• _Provided records_:
::::::
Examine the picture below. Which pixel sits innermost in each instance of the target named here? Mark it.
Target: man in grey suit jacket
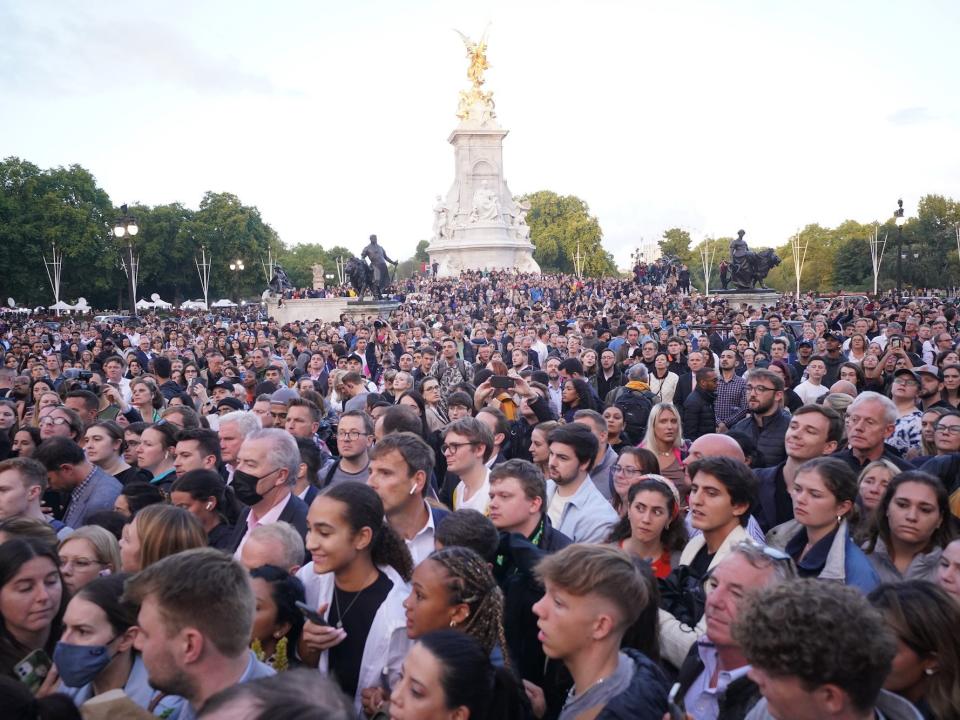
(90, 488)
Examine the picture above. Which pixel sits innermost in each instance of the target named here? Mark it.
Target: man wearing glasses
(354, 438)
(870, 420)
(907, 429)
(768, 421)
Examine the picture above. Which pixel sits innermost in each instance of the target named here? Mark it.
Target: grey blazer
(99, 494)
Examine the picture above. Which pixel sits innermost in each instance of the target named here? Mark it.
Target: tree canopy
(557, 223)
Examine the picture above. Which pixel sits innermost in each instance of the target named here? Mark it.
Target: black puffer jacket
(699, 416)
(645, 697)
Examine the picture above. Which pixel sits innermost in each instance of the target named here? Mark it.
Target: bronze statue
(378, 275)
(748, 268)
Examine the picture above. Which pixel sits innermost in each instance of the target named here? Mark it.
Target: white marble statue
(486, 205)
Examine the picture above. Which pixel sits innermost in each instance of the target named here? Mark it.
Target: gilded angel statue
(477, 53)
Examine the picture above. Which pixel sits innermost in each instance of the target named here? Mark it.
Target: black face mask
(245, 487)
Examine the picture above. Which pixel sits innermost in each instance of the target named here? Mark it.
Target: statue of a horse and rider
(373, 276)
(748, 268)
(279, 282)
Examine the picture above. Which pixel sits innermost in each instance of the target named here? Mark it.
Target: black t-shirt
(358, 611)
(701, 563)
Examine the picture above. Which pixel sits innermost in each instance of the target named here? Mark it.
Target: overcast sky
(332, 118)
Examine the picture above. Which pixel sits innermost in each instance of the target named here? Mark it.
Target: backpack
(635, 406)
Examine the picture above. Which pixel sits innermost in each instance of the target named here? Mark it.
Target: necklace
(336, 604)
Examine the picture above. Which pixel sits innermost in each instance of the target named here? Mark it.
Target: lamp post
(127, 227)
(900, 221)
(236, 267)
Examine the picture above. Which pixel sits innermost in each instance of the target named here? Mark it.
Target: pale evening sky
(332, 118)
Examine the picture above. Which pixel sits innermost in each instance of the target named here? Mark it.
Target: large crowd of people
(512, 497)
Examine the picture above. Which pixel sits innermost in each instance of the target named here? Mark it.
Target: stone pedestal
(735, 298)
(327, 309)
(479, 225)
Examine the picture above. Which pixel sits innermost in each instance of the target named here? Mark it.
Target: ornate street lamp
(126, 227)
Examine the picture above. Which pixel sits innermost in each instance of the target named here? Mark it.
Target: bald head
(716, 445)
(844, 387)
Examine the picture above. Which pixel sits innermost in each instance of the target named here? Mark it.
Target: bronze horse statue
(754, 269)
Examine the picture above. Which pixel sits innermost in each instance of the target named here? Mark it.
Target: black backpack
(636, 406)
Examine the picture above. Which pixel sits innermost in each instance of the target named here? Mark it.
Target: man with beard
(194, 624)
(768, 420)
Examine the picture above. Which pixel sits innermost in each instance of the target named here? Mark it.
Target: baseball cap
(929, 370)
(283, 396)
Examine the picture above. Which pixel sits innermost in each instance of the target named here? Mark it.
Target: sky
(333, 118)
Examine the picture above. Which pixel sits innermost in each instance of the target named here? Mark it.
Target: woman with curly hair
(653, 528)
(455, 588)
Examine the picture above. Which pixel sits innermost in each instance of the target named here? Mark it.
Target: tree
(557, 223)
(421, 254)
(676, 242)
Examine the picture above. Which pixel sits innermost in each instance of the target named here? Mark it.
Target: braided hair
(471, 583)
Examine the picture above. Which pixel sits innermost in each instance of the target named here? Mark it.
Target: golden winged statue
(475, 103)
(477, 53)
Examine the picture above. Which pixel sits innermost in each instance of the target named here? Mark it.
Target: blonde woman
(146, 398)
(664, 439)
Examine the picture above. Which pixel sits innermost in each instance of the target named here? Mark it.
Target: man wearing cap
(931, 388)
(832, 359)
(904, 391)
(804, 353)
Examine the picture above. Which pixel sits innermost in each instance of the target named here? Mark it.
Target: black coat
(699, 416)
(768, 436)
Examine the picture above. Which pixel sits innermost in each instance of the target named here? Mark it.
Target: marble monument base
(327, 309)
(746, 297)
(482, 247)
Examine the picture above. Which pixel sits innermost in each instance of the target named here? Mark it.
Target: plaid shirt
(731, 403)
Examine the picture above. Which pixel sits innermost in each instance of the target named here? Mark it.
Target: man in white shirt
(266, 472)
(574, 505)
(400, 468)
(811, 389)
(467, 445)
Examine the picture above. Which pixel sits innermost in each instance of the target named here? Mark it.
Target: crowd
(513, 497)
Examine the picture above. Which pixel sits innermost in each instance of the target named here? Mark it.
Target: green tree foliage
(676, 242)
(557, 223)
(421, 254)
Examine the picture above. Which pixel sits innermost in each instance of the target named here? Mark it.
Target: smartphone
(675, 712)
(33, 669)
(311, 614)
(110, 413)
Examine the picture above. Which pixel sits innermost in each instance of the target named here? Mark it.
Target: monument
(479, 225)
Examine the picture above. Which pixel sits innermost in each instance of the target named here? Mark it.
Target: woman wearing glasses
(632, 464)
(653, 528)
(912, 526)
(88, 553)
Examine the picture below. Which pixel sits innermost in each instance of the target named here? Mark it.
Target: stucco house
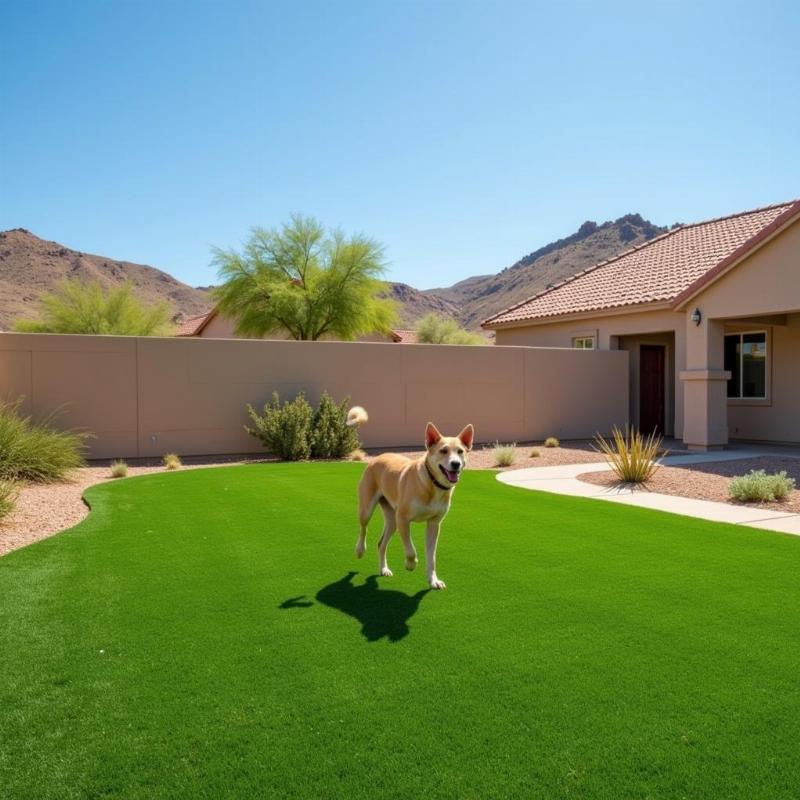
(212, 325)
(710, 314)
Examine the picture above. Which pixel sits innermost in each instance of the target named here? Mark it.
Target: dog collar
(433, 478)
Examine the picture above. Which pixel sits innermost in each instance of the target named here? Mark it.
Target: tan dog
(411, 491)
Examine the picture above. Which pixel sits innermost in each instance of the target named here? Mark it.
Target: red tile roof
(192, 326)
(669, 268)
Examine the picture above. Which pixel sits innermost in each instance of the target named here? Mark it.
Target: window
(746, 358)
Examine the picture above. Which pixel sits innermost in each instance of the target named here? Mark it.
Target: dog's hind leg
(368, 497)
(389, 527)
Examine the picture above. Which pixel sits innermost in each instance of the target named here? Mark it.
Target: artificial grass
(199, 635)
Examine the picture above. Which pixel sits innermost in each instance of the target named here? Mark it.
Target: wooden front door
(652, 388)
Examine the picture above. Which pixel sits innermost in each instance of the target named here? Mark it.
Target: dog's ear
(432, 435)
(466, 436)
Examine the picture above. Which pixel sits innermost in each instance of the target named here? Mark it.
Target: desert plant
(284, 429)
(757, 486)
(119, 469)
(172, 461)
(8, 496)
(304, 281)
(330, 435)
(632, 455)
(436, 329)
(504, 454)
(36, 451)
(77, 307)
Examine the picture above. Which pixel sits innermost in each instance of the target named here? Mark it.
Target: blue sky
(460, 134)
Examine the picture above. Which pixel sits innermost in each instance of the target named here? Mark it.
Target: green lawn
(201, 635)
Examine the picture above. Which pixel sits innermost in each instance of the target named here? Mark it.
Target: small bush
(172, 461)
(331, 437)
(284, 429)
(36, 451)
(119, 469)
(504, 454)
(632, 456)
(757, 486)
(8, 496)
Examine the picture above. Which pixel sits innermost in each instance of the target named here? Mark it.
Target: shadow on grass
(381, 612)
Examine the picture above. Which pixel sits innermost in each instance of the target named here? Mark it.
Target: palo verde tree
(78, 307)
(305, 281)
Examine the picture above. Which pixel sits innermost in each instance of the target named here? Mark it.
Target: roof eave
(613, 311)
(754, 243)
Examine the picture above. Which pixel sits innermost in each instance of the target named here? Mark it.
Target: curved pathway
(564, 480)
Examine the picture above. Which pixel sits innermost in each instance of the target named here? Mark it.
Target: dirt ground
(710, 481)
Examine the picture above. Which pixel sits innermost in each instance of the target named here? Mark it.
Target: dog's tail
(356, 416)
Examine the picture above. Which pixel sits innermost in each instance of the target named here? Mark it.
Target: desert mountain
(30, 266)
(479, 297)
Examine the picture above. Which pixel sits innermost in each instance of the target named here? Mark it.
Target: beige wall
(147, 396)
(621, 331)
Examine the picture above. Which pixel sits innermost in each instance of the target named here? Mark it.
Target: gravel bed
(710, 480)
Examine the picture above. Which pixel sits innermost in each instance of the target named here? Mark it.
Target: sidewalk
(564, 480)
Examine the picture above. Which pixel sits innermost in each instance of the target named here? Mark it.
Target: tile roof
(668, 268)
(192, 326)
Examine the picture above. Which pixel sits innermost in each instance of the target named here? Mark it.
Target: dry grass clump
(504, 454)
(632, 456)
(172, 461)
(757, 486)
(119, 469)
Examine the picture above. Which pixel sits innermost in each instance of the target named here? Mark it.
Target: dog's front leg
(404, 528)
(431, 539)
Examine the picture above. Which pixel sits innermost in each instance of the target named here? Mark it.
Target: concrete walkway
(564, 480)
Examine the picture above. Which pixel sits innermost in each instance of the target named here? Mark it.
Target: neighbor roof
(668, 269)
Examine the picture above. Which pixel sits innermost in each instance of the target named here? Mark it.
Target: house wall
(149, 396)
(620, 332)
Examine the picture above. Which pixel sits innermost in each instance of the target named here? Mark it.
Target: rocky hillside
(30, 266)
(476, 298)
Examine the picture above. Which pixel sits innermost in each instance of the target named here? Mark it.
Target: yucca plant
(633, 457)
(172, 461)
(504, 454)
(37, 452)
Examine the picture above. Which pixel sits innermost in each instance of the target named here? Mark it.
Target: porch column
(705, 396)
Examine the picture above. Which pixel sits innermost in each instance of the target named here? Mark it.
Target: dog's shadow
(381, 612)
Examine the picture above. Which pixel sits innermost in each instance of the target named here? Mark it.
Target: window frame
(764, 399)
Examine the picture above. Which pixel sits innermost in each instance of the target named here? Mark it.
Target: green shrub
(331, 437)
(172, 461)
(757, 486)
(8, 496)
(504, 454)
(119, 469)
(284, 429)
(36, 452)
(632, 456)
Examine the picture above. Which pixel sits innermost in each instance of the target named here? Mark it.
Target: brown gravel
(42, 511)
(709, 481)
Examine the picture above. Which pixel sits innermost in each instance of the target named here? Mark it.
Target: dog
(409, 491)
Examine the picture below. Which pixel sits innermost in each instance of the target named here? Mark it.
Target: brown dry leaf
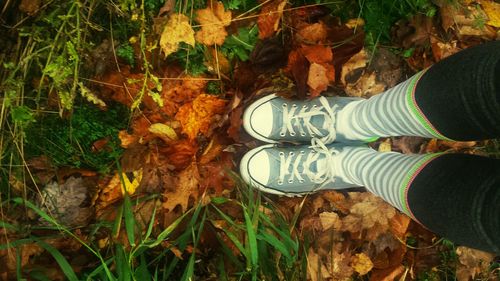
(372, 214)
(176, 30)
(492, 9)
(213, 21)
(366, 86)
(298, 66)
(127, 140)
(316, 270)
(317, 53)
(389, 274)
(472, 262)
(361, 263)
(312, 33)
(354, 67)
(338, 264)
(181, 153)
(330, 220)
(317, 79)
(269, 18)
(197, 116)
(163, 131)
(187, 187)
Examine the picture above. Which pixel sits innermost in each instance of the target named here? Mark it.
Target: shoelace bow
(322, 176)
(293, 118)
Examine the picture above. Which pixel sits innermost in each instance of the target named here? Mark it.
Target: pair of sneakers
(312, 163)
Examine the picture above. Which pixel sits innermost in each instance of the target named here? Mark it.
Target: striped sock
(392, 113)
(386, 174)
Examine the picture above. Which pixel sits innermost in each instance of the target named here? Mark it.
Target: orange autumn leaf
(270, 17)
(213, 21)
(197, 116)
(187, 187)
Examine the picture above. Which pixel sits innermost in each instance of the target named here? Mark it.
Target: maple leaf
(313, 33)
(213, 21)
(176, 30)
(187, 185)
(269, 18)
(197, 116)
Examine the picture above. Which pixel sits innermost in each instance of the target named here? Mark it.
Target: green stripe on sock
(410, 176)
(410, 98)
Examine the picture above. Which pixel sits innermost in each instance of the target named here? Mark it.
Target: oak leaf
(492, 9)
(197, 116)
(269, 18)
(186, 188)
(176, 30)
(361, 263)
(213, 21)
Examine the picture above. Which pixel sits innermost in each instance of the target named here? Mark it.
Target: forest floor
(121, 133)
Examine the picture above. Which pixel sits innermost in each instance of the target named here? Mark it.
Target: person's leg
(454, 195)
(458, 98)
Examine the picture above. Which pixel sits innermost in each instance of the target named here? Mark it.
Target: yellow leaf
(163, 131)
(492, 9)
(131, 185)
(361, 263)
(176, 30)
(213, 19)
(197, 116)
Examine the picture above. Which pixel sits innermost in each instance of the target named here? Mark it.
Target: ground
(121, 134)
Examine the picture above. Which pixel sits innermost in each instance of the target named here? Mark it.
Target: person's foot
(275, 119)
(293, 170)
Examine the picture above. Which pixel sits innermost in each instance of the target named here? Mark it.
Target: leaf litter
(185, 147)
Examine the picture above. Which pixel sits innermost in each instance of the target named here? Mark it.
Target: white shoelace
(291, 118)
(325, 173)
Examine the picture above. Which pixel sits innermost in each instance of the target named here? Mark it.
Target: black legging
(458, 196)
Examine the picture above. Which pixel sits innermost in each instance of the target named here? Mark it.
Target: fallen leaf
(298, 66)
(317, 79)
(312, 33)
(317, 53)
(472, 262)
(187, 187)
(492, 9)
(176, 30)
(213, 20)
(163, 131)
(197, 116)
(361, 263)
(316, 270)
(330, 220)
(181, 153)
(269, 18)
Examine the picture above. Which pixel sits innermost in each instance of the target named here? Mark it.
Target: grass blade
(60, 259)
::::::
• _Aim of the task_:
Pull out each line of the entries above that contains the word "tile", and copy those lines in full.

• _Solution to this task_:
Target: red tile roof
Target: tile roof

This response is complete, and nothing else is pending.